* _About this task_: Check every line in the listing below for "field". Copy the ones where it occurs.

* _Supplied entries_:
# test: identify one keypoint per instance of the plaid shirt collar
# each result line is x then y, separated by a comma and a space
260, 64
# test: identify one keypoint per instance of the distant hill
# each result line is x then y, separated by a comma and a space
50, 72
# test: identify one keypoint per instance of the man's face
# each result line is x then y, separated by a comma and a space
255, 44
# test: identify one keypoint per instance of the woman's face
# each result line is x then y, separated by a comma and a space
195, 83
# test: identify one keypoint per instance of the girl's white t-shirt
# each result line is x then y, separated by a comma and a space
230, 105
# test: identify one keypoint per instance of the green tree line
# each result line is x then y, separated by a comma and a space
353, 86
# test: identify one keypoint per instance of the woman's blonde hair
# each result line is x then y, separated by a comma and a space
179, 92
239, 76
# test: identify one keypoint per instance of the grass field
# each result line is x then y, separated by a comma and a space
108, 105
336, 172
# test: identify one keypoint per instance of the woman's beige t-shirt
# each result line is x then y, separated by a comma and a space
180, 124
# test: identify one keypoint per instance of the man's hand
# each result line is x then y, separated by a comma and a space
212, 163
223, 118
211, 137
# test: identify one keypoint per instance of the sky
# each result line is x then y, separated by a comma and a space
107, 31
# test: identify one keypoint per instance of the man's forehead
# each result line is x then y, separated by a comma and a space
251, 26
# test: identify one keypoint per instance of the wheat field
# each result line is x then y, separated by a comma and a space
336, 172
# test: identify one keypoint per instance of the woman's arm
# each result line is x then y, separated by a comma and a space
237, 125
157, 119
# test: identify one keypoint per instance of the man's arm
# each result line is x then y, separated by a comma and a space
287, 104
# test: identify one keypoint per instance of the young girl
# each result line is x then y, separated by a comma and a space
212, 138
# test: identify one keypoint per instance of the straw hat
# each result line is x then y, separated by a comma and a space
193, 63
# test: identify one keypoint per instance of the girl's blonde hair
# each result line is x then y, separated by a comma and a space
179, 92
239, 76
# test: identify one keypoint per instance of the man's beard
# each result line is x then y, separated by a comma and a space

* _Task answer_:
# test: identify one keypoint per instance of the grass field
# test: identify one keypoint per instance of the wheat field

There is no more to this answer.